Rewrite the data from the line with "the fishing line." to the line with "97,72 -> 270,377", including every request, and scale each coordinate in the answers by 2.15, rounding to whole numbers with halves rounded up. Keep the numbers in the requests and their sample output as they are.

Rows of box annotation data:
※
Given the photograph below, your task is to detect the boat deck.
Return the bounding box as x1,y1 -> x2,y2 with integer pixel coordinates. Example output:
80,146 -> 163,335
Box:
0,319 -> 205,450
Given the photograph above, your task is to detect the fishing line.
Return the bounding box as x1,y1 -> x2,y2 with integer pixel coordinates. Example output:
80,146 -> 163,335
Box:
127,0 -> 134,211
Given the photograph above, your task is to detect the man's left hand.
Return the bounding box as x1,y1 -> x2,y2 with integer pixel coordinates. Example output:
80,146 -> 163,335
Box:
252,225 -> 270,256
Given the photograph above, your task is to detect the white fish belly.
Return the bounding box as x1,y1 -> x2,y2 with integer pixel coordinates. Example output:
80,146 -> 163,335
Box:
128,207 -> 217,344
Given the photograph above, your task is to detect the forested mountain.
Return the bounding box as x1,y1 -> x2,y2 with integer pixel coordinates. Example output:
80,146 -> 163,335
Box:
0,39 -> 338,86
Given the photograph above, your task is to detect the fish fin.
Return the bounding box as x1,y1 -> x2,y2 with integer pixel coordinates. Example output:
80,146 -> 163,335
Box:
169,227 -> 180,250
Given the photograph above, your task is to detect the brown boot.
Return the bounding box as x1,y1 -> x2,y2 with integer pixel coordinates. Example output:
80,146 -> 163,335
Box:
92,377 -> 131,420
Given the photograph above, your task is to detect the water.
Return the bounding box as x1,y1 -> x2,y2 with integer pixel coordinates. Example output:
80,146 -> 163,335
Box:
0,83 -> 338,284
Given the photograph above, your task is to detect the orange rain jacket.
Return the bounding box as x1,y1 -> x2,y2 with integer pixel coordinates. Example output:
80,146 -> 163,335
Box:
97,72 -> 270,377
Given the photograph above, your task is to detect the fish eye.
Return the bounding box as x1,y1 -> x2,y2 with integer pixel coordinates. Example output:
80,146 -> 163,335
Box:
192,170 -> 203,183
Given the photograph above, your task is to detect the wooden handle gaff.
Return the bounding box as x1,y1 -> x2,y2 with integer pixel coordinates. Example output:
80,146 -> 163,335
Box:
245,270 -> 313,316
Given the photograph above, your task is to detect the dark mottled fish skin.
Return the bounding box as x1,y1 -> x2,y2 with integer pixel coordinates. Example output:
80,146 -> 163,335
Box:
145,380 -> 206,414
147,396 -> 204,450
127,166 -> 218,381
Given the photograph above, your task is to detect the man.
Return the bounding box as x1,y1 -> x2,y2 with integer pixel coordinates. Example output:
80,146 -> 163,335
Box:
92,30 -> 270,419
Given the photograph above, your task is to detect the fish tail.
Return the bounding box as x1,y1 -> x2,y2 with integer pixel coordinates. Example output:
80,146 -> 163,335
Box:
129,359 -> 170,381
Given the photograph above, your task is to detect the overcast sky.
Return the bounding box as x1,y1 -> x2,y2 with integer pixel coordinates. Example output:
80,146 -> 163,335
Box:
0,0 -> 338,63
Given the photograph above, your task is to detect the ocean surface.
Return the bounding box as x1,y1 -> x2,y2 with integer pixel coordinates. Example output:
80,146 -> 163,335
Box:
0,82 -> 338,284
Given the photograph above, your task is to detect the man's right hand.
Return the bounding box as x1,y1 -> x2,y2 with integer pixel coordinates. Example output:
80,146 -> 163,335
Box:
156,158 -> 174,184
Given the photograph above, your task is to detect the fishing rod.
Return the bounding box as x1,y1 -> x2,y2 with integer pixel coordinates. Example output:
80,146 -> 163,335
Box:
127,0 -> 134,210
※
● Exercise response
Given the photograph above, your task is to detect the fishing line.
Return the bounding box as x1,y1 -> x2,y2 with integer pixel coordinates. Example output:
80,146 -> 163,335
Box:
273,0 -> 288,454
Given the photograph above, your task is to detect the man's left hand.
Return the bounding box as x1,y1 -> x2,y2 with integer pixel coordinates. Example output:
80,146 -> 163,335
Box:
542,484 -> 581,550
Given the photograph above, your task is to detect the white fish belly.
Return the bounding box as x1,y1 -> x2,y2 with integer pixel coordinates. Example output:
80,146 -> 163,335
Box:
275,445 -> 467,740
Given the photograph above, your task is to detect the forested mountain.
Return the bounding box as x1,y1 -> x2,y2 with integer pixel coordinates. Example output:
80,146 -> 163,335
Box:
0,84 -> 727,185
Given the photograph above, your task is to detect the fish fin.
Return the bounding box as x1,y1 -> x2,y2 with integer pixel coordinates. Example output:
80,146 -> 163,335
Box:
363,488 -> 387,538
Given the photograph above, your task is to detect the brown boot.
Return the bounding box as x1,y1 -> x2,y2 with integer pixel coordinates. Example output:
80,146 -> 163,335
Box:
198,811 -> 282,903
Given the photograph above, your task is to detect the water.
Return the bounding box as x1,y1 -> x2,y2 with integer pixel coordinates. Example output:
80,146 -> 163,335
Box:
0,178 -> 727,611
Given the photograph above, your task is to detect the orange rain jacket.
Return the bounding box as x1,y1 -> x2,y2 with integer pixel coordinates. Example output:
80,146 -> 163,335
Box:
209,155 -> 581,811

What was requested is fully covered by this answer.